------ Extrait du document ------

L’ouvrage passionnant de Dan Streible revisite les vingt premières années du cinéma américain, tout en explorant un genre fondateur et méconnu, le fight film.

Dan Streible – professeur d’études cinématographiques à New York University – a réussi avec Fight Pictures un ouvrage parfaitement documenté, écrit dans un anglais limpide et élégant, qui propose à la fois l’archéologie d’un genre fondateur du cinéma, et aussi une excellente introduction – accessible aux non-spécialistes – aux premières années du cinéma américain. Alors que les autres sports n’ont été filmés que de façon irrégulière dans les années qui ont précédé Hollywood, "la boxe a entretenu une relation étroite avec le cinéma depuis ses origines"   . Le corpus des "films de combat" se distingue comme l’un des genres cinématographiques les plus prospères de l’époque, générant d’énormes profits pour les professionnels du cinéma comme pour les organisateurs d’événements sportifs. Malgré le grand nombre de films produits avant 1915 (environ 200), le genre a été peu étudié, cette négligence pouvant s’interpréter comme la conséquence indirecte de la censure qui a très tôt frappé ces productions (de fait invisibles durant des années), mais aussi comme le signe du désintérêt des historiens du cinéma pour des films populaires à l’esthétique jugée rudimentaire.


Un genre oublié

Un faisceau de raisons permet d’expliquer la relation étroite nouée très tôt entre la boxe et le cinéma. Les deux pratiques reposent sur des "unités brèves et segmentées", et se développent dans le même milieu social, "une communauté urbaine, masculine, appelée à l’époque ‘le monde du sport et des théâtres’"   . De plus, la fascination des premiers opérateurs pour l’enregistrement du mouvement du corps humain a fait de la boxe un de leurs sujets de prédilection. Ces productions s’inscrivent dans la tradition de la photographie du XIXème siècle (cf les Boxeurs nus de Muybridge en 1887, série présentée à Edison en 1888)   . Enfin, dès 1894, la boxe retient l’attention des exploitants du kinétoscope car le sport est adapté aux contraintes formelles de l’invention d’Edison. Les machines sont en effet généralement exploitées par rangées de 5 ou 6 : en proposant un film de un round dans un appareil, on encourageait les exploitants à acheter un lot de six films (pour pouvoir proposer un match complet) – et les clients à regarder toute la séquence… Toutefois, "le lien entre boxe et cinéma, à l’époque, ne fut pas purement technique ou conjoncturel"   , comme le prouve "la nature polysémique de la réception des premiers films"   . C’est ainsi que les films Corbett and Courtney before the kinetograph   en 1894, devinrent les attractions les plus populaires du kinétoscope, dont les spectateurs pouvaient s’apparenter à des fans d’une "star" – Gentleman Jim   fut autant un boxeur qu’un acteur, et signa en 1894 le premier "contrat de star" de l’histoire du cinéma –, des adeptes du sport, des curieux intéressés par une nouvelle technologie, ou encore des personnes attirées par l’importante publicité faite autour de l’événement   .

------ Données d'entrée ------

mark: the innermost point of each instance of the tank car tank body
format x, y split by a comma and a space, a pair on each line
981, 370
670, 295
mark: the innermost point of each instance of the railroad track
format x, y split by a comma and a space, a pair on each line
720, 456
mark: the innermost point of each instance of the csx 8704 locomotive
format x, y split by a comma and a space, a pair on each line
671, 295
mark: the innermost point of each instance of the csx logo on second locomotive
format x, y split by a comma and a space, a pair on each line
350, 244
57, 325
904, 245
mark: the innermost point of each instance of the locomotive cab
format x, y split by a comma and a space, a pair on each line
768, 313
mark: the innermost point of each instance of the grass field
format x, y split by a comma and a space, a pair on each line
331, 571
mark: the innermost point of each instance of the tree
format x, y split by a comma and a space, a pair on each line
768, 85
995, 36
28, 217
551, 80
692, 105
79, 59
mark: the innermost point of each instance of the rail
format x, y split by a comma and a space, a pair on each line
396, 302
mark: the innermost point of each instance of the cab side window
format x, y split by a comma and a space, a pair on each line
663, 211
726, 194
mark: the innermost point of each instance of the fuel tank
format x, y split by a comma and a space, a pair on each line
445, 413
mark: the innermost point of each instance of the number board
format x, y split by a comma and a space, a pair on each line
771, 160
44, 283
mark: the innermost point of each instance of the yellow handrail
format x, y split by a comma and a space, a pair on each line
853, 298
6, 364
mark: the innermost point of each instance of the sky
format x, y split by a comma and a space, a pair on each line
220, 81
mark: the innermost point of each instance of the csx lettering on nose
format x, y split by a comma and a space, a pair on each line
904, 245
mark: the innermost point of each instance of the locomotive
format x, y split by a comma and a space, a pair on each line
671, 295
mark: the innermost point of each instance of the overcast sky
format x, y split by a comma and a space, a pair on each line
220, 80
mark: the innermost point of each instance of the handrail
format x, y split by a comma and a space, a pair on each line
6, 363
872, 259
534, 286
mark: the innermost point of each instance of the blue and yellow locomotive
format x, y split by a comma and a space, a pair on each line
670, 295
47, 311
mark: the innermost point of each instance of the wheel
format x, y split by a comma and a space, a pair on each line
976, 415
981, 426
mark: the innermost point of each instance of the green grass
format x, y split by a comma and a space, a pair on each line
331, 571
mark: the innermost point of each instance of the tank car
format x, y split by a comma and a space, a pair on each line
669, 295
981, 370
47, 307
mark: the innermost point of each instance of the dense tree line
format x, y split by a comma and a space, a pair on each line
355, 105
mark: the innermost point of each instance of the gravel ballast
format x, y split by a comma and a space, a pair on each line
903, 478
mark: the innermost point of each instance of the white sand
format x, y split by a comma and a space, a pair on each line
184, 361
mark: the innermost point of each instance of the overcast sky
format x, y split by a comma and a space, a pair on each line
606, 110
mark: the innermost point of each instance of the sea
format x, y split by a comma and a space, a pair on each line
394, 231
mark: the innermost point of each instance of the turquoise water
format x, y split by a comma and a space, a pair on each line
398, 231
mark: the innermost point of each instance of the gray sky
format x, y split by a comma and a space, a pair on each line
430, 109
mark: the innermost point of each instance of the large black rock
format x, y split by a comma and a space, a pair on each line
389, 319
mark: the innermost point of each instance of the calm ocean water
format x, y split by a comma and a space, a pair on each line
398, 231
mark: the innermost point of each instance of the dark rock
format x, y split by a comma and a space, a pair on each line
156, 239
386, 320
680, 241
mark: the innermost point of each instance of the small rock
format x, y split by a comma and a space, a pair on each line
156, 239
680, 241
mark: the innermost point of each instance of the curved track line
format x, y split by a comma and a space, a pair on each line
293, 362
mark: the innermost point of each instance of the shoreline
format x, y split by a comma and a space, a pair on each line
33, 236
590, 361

------
------ Données d'entrée ------

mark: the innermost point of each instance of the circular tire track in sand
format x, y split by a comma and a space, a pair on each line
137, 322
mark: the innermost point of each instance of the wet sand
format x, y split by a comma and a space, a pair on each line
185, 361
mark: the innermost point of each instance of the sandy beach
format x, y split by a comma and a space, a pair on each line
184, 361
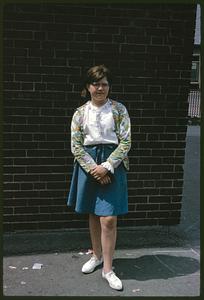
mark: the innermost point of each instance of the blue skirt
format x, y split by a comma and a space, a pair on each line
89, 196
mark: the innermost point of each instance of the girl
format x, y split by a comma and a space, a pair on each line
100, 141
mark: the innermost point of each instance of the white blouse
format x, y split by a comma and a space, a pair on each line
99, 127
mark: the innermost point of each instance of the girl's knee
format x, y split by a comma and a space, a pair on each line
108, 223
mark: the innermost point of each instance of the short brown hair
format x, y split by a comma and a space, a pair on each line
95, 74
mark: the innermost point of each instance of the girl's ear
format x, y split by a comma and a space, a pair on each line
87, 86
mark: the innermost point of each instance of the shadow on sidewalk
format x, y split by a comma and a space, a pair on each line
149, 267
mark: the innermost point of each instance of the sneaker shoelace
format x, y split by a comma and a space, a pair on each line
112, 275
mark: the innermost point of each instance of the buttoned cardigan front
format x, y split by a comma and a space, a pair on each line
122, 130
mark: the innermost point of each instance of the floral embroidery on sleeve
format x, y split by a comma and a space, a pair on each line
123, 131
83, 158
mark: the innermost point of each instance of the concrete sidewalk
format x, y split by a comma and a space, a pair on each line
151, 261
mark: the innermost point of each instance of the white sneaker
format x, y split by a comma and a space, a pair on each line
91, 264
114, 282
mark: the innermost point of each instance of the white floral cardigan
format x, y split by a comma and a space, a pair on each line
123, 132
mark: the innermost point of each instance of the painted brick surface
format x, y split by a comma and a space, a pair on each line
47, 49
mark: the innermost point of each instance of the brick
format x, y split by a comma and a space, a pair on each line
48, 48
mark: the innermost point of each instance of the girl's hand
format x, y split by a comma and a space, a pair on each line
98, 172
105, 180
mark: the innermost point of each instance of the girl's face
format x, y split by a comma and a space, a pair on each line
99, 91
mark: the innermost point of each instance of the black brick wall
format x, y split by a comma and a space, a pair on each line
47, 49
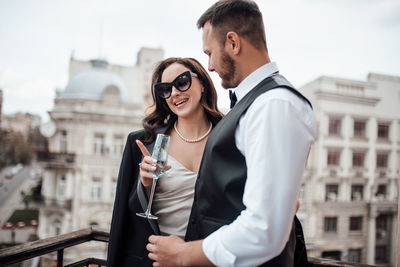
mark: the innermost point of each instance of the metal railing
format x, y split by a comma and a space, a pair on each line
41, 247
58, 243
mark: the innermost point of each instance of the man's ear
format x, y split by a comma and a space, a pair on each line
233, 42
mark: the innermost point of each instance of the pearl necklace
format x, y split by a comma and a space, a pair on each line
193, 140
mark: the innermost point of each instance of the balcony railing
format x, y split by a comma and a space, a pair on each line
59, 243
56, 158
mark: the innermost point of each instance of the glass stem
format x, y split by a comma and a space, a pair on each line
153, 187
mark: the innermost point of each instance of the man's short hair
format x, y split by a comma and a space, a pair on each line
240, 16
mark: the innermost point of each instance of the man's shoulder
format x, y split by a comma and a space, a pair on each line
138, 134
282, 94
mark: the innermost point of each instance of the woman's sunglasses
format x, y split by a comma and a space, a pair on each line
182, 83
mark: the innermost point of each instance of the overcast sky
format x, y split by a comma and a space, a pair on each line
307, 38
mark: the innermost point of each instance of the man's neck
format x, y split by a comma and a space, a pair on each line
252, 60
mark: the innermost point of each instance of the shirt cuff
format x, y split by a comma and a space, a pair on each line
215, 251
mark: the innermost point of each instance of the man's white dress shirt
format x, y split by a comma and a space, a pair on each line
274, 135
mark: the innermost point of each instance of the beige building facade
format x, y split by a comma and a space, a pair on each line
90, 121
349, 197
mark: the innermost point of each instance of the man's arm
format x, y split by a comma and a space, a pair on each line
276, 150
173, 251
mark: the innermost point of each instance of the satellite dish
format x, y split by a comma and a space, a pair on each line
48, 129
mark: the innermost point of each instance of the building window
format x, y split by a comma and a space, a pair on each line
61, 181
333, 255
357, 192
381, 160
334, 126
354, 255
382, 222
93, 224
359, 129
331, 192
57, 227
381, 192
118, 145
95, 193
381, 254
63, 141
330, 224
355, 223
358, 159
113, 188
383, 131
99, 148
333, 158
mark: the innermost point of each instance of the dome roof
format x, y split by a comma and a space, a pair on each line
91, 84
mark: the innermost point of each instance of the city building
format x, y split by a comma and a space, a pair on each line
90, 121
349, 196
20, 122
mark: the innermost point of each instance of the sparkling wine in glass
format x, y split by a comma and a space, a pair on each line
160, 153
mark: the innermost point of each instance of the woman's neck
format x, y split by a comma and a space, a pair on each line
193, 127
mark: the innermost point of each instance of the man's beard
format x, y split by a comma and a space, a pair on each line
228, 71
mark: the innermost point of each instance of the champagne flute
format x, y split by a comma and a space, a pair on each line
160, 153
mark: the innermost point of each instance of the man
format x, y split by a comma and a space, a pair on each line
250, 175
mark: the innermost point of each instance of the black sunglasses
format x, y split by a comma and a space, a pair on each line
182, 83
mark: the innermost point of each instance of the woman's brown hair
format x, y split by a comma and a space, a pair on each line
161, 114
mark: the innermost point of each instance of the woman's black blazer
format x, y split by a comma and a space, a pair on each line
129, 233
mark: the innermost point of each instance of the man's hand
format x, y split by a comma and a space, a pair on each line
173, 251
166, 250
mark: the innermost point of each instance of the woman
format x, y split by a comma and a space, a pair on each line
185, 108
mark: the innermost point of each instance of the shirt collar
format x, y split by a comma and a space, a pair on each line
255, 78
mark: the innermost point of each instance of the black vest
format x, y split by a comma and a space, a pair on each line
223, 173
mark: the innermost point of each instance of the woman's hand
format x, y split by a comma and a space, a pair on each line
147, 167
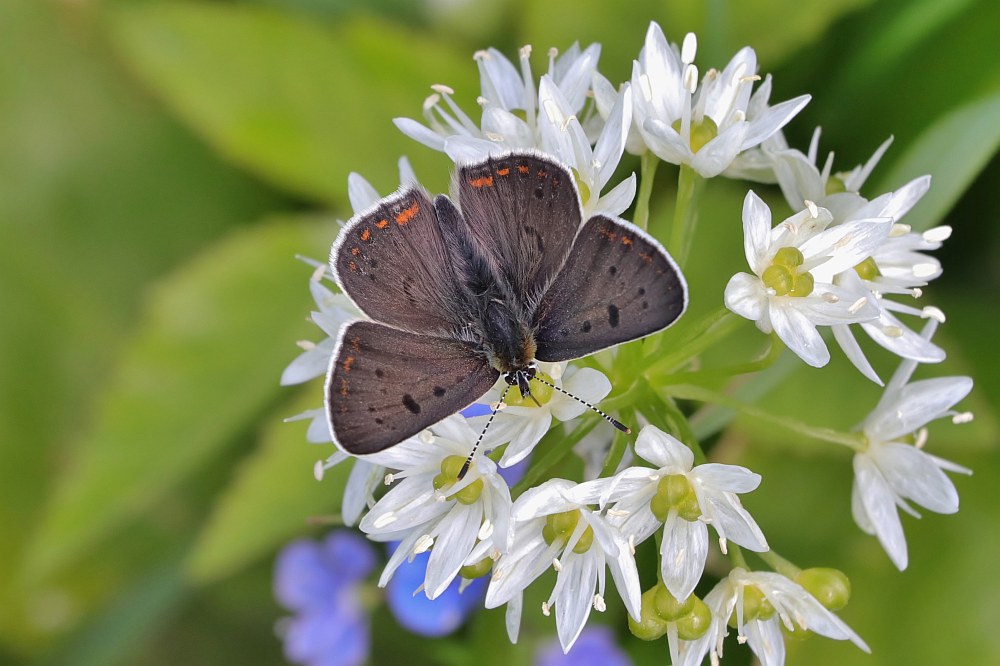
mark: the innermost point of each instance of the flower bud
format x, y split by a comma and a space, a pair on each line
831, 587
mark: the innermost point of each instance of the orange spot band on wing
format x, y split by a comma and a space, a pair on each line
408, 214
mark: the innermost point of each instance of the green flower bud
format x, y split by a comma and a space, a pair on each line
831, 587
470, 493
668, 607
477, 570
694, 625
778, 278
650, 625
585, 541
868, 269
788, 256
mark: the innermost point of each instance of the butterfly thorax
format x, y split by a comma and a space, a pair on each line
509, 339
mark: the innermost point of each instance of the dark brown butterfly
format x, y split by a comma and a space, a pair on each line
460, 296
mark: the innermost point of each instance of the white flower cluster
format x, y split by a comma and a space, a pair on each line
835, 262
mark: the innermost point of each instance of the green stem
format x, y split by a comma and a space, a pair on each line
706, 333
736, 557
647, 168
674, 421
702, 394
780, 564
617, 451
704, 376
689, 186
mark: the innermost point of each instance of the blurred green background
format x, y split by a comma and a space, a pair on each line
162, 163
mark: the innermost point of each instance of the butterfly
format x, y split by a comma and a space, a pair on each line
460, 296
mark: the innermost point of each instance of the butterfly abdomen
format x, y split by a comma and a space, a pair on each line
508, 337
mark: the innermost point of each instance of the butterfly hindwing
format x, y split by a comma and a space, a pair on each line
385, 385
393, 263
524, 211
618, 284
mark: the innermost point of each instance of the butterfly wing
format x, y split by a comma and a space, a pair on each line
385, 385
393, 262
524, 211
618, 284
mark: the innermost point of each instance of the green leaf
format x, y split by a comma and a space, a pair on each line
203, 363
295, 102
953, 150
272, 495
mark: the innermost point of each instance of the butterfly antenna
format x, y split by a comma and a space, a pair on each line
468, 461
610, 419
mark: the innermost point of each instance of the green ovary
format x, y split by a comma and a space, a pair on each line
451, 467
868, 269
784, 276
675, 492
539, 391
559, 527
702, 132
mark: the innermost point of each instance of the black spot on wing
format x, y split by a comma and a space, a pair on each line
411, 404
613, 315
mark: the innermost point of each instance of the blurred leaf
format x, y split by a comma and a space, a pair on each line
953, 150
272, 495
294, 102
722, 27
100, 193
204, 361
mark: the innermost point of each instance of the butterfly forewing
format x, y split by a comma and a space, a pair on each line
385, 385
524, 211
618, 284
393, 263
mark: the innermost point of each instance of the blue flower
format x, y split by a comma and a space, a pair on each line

------
------ Données d'entrée ------

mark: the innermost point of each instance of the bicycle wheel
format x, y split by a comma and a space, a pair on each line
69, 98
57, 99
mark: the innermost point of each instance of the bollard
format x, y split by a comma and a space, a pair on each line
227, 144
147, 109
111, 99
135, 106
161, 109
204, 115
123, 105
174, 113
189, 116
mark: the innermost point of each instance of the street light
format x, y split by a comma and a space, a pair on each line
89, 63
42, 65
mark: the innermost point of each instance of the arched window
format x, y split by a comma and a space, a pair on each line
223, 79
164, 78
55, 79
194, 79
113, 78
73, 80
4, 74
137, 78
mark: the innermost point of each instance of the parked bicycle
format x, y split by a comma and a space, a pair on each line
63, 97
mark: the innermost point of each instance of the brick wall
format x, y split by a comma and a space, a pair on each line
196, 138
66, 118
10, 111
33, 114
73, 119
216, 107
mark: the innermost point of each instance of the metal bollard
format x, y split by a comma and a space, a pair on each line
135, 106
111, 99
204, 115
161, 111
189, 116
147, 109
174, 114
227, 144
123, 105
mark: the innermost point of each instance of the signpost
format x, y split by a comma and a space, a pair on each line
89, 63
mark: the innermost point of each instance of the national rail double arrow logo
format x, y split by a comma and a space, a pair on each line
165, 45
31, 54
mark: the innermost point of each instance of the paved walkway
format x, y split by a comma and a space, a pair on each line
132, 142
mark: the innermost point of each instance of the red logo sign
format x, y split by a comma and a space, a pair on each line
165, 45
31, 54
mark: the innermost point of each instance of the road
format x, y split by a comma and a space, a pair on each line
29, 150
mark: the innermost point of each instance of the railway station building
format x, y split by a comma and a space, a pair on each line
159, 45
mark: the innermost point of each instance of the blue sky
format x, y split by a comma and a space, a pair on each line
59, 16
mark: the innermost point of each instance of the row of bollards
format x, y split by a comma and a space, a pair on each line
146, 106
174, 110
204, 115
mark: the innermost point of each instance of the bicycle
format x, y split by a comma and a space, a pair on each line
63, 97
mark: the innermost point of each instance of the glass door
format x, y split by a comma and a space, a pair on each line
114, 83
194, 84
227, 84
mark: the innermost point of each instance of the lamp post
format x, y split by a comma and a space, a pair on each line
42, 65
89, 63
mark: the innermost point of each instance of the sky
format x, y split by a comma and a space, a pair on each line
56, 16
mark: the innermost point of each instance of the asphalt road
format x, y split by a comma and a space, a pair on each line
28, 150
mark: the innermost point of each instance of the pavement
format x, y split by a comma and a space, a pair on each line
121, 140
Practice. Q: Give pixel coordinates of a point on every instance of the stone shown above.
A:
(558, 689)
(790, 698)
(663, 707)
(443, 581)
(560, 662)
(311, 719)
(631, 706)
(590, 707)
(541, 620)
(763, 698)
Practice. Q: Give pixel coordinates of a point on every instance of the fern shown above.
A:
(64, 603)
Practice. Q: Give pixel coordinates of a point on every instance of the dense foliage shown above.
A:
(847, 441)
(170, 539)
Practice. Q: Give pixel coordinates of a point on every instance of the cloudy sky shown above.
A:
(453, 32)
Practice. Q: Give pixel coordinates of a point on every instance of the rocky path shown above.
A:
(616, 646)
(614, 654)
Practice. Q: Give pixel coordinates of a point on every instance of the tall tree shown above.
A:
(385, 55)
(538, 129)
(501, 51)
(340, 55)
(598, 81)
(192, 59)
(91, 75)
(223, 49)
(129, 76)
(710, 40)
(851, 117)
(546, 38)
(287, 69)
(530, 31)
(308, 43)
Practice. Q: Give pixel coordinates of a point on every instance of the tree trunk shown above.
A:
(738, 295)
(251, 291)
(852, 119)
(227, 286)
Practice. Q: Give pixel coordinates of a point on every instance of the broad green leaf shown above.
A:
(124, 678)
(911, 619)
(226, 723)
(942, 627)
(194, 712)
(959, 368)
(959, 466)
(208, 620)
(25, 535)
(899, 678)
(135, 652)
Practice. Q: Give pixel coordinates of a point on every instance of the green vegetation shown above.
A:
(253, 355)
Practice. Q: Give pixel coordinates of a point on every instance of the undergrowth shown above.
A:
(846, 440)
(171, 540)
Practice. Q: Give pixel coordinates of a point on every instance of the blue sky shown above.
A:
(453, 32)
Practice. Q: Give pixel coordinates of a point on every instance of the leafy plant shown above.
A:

------

À faire ▸
a - Imprimez le passage du texte sur la boxe et le cinéma qui commence par « L’ouvrage passionnant de » et se termine par « le fight film. ».
b - Relevez chaque ligne du listing où figure le mot « butterfly ».

Solutions ▸
a -
L’ouvrage passionnant de Dan Streible revisite les vingt premières années du cinéma américain, tout en explorant un genre fondateur et méconnu, le fight film.

b -
mark: the innermost point of each instance of the butterfly thorax
mark: the innermost point of each instance of the dark brown butterfly
mark: the innermost point of each instance of the butterfly
mark: the innermost point of each instance of the butterfly abdomen
mark: the innermost point of each instance of the butterfly hindwing
mark: the innermost point of each instance of the butterfly wing
mark: the innermost point of each instance of the butterfly antenna
mark: the innermost point of each instance of the butterfly forewing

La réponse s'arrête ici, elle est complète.